What you will do:
Format every one of the records below as a numbered list, dropping any blank lines. Omit the pictures from your answer.

[Entries for bounding box labeling]
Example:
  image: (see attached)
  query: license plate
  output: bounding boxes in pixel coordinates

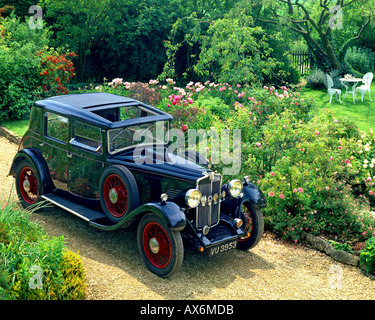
[209,240,237,256]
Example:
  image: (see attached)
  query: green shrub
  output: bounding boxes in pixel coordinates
[0,203,86,300]
[359,237,375,272]
[345,46,375,74]
[0,15,75,121]
[307,69,327,89]
[245,111,372,240]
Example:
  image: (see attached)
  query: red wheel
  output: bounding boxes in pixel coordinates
[15,159,43,207]
[103,174,128,218]
[99,165,139,223]
[237,202,264,250]
[137,213,184,277]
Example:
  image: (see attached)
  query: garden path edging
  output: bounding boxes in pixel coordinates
[301,232,359,267]
[0,126,21,144]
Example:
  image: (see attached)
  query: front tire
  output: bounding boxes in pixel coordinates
[15,159,43,208]
[137,214,184,278]
[237,202,264,250]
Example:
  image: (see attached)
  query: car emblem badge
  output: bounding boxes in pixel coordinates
[202,225,210,235]
[149,238,159,254]
[23,178,30,192]
[109,188,117,204]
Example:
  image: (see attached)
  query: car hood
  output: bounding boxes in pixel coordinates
[109,146,211,181]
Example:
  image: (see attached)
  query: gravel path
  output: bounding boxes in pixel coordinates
[0,137,375,300]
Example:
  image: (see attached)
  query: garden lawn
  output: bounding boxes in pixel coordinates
[1,119,30,137]
[301,83,375,132]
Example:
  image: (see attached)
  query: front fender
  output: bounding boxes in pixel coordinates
[90,202,186,231]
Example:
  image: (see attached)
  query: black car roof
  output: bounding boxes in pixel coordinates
[35,92,173,129]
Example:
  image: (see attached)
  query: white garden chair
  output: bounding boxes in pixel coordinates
[357,72,374,102]
[325,74,342,103]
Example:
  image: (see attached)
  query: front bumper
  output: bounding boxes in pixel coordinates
[187,214,246,252]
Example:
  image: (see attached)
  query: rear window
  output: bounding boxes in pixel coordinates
[45,112,69,142]
[70,121,102,153]
[93,106,157,122]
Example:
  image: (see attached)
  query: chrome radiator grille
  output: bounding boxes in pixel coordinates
[196,173,221,229]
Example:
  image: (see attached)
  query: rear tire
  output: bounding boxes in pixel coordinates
[15,159,43,208]
[137,214,184,278]
[99,165,139,223]
[237,202,264,250]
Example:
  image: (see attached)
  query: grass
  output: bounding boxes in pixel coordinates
[1,119,29,137]
[1,83,375,137]
[301,83,375,132]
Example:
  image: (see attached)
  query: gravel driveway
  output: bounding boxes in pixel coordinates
[0,137,375,300]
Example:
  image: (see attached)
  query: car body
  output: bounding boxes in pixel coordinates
[10,93,266,277]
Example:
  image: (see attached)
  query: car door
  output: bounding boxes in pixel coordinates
[39,111,70,190]
[68,120,105,199]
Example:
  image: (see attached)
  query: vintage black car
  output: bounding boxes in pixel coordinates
[10,93,266,277]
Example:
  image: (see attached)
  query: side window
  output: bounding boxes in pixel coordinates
[70,121,102,153]
[45,112,69,142]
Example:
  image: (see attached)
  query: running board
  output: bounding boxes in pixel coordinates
[41,193,115,228]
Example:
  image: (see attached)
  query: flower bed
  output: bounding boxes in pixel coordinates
[67,78,375,272]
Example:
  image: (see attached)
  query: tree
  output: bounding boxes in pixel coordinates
[254,0,374,69]
[40,0,116,79]
[194,16,279,83]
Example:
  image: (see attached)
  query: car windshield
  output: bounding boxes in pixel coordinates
[108,121,169,153]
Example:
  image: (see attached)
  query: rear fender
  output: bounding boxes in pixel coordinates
[9,148,55,193]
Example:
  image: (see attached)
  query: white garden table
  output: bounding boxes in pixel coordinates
[340,78,362,103]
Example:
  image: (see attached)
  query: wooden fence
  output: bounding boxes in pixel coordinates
[290,51,313,75]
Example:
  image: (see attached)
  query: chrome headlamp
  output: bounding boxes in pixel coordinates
[228,179,243,198]
[185,189,202,208]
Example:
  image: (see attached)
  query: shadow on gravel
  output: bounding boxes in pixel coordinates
[32,207,274,299]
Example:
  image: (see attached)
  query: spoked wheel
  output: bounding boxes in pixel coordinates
[137,214,184,278]
[237,202,264,250]
[100,166,139,222]
[16,160,42,208]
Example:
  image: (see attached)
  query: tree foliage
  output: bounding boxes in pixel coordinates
[254,0,374,69]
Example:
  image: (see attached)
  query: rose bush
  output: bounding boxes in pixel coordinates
[250,111,375,240]
[95,79,375,242]
[0,15,75,120]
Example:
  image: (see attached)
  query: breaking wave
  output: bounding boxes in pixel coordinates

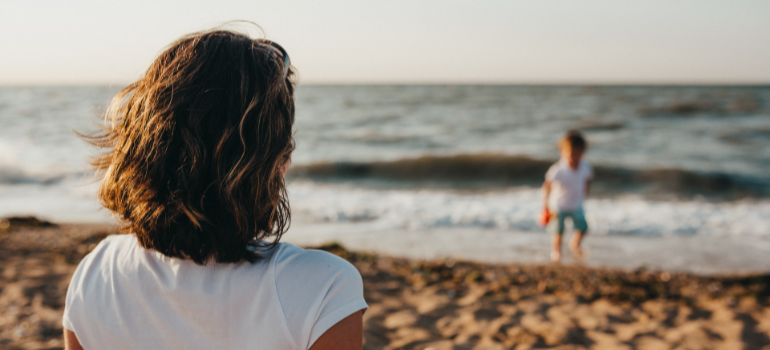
[288,154,770,199]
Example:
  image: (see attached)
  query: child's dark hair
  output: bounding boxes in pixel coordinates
[89,26,294,264]
[559,130,588,151]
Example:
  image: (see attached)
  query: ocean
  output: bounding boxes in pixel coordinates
[0,85,770,238]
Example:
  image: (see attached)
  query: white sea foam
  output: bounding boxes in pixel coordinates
[289,181,770,237]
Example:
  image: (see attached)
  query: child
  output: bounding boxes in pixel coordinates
[62,28,367,350]
[543,130,593,262]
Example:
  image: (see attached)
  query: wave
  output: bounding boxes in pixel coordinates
[0,168,70,185]
[287,154,770,199]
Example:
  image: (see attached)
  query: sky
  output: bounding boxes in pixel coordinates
[0,0,770,85]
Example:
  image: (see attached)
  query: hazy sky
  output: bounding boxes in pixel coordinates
[0,0,770,85]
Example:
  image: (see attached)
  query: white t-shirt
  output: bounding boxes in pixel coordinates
[545,159,594,211]
[62,235,367,349]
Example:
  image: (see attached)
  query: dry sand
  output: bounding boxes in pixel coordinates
[0,221,770,349]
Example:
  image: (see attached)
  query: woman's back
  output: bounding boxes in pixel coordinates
[64,235,366,349]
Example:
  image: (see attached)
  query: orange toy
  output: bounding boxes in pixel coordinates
[537,208,551,227]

The output:
1. Example:
2.   image: (see attached)
3.   query: license plate
4.   output: bounding boxes in pixel coordinates
5. [209,240,237,256]
6. Example:
7.   image: (see attached)
8.   query: green shrub
9.   output: bounding boxes in pixel coordinates
10. [0,203,86,300]
11. [359,237,375,272]
12. [345,46,375,74]
13. [0,15,75,121]
14. [307,69,327,89]
15. [245,111,372,240]
16. Example:
17.   image: (see attached)
18.   query: red wheel
19.   output: bounding boxes in pixel coordinates
20. [15,159,43,207]
21. [103,174,128,218]
22. [99,165,139,223]
23. [237,202,264,250]
24. [137,213,184,277]
25. Example:
26.   image: (see attached)
27.   query: garden path edging
28.   output: bounding boxes in pixel coordinates
29. [301,232,359,267]
30. [0,126,21,144]
31. Example:
32.   image: (see attached)
33.   query: front tire
34.   output: bounding boxes in pixel coordinates
35. [15,159,43,208]
36. [137,214,184,278]
37. [237,202,264,250]
38. Example:
39.   image: (see attached)
40.   query: car emblem badge
41.   output: bounding boxes in pixel coordinates
42. [202,225,210,235]
43. [149,238,159,254]
44. [23,178,30,192]
45. [109,188,117,204]
46. Example:
47.   image: (see attached)
48.   query: car hood
49.   output: bounding boxes in pixel coordinates
50. [109,146,211,181]
51. Example:
52.   image: (see attached)
53.   query: gravel path
54.   output: bounding boxes in pixel coordinates
55. [0,137,375,300]
56. Example:
57.   image: (see attached)
58.   query: garden lawn
59.   output: bounding boxes in pixel coordinates
60. [1,119,30,137]
61. [301,83,375,132]
62. Example:
63.   image: (see attached)
64.   query: front fender
65.   output: bounding boxes in pixel coordinates
66. [90,202,186,231]
67. Example:
68.   image: (see attached)
69.   query: black car roof
70.   output: bounding boxes in pixel coordinates
71. [35,92,173,129]
72. Example:
73.   image: (see attached)
74.   query: white garden chair
75.   output: bounding boxes in pixel coordinates
76. [357,72,374,102]
77. [325,74,342,103]
78. Example:
79.   image: (see attached)
80.   query: front bumper
81.   output: bounding boxes in pixel coordinates
82. [187,214,246,252]
83. Example:
84.   image: (see attached)
85.   query: rear window
86.   output: bounding boxes in pixel coordinates
87. [45,112,69,142]
88. [70,121,102,153]
89. [93,106,157,122]
90. Example:
91.   image: (see attached)
92.   query: chrome radiator grille
93.   output: bounding boxes in pixel coordinates
94. [196,173,221,229]
95. Example:
96.   image: (see attached)
97.   query: rear tire
98.   output: bounding boxes in pixel coordinates
99. [15,159,43,208]
100. [137,214,184,278]
101. [99,165,139,223]
102. [237,202,264,250]
103. Example:
104.   image: (see attached)
105.   query: grass
106.   output: bounding boxes in pixel coordinates
107. [1,119,29,137]
108. [1,83,375,137]
109. [301,83,375,132]
110. Example:
111.   image: (see attached)
112.   query: gravel driveway
113.   output: bounding boxes in pixel coordinates
114. [0,137,375,300]
115. Example:
116.   image: (see attached)
117.   query: car body
118.   output: bounding boxes in pixel coordinates
119. [10,93,266,277]
120. Example:
121.   image: (see attached)
122.   query: car door
123.   output: bounding boxes in pixel coordinates
124. [39,111,70,190]
125. [68,120,105,199]
126. Example:
127.   image: (see attached)
128.   query: vintage black car
129.   output: bounding boxes in pixel coordinates
130. [10,93,266,277]
131. Example:
132.   image: (see attached)
133.   query: side window
134.   output: bounding boxes in pixel coordinates
135. [70,121,102,153]
136. [45,112,69,142]
137. Example:
138.   image: (see attached)
139.   query: running board
140.   output: bounding boxes in pixel coordinates
141. [41,193,115,228]
142. Example:
143.   image: (see attached)
144.   query: flower bed
145.   output: bounding boxes in pixel coordinates
146. [67,78,375,272]
147. Example:
148.   image: (see attached)
149.   query: tree
150.   output: bounding boxes in pixel coordinates
151. [254,0,374,69]
152. [40,0,116,79]
153. [194,16,279,83]
154. Example:
155.   image: (see attached)
156.   query: car windshield
157.   output: bounding boxes in pixel coordinates
158. [108,121,169,153]
159. Example:
160.   image: (see attached)
161.   query: rear fender
162.   output: bounding boxes in pixel coordinates
163. [9,148,55,193]
164. Example:
165.   image: (see attached)
166.   query: white garden table
167.   output: bounding boxes in pixel coordinates
168. [340,78,362,103]
169. Example:
170.   image: (see attached)
171.   query: wooden fence
172.   output: bounding boxes in pixel coordinates
173. [290,51,313,75]
174. Example:
175.   image: (see attached)
176.   query: chrome headlamp
177.   output: bounding boxes in pixel coordinates
178. [228,179,243,198]
179. [185,189,202,208]
180. Example:
181.   image: (see attached)
182.   query: shadow on gravel
183.   output: bounding boxes in pixel coordinates
184. [32,207,274,299]
185. Example:
186.   image: (see attached)
187.   query: spoked wheel
188.   output: bounding boxes in pixel coordinates
189. [137,214,184,278]
190. [237,202,264,250]
191. [100,166,139,222]
192. [16,160,42,208]
193. Example:
194.   image: (see attached)
195.   query: tree foliage
196.   output: bounding boxes in pixel coordinates
197. [254,0,374,69]
198. Example:
199.   image: (see attached)
200.   query: rose bush
201.   output: bounding boxes in pixel coordinates
202. [250,111,375,240]
203. [95,79,375,242]
204. [0,15,75,120]
205. Example:
206.   image: (see attached)
207.   query: breaking wave
208.   output: bounding boxes in pixel coordinates
209. [288,154,770,199]
210. Example:
211.   image: (see attached)
212.   query: child's dark hair
213.   output: bounding boxes in pixel coordinates
214. [89,26,294,264]
215. [559,130,588,151]
216. Example:
217.   image: (see attached)
218.   query: ocean
219.   output: bounding boxes in pixel coordinates
220. [0,85,770,238]
221. Example:
222.   image: (see attached)
223.   query: white sea foam
224.   output: bounding boxes in pixel coordinates
225. [289,181,770,237]
226. Example:
227.   image: (see attached)
228.   query: child
229.   output: bounding boxes in pixel coordinates
230. [62,28,367,350]
231. [543,130,593,262]
232. Example:
233.   image: (see attached)
234.   query: wave
235.   output: bounding boxes in pixel coordinates
236. [0,168,70,185]
237. [287,154,770,199]
238. Example:
239.   image: (see attached)
240.   query: sky
241.   output: bounding boxes in pixel coordinates
242. [0,0,770,85]
243. Example:
244.   image: (see attached)
245.   query: hazy sky
246.   output: bounding boxes in pixel coordinates
247. [0,0,770,85]
248. Example:
249.   image: (see attached)
250.   query: white t-shirt
251.   output: bounding boxes in pixel coordinates
252. [545,159,594,211]
253. [62,235,367,349]
254. Example:
255.   image: (see attached)
256.   query: dry sand
257.   output: bounding boxes in pixel coordinates
258. [0,221,770,349]
259. Example:
260.   image: (see attached)
261.   query: woman's back
262.   output: bounding boxes in pixel coordinates
263. [64,235,366,349]
264. Example:
265.   image: (see attached)
266.   query: orange toy
267.   output: bounding boxes in pixel coordinates
268. [537,208,551,227]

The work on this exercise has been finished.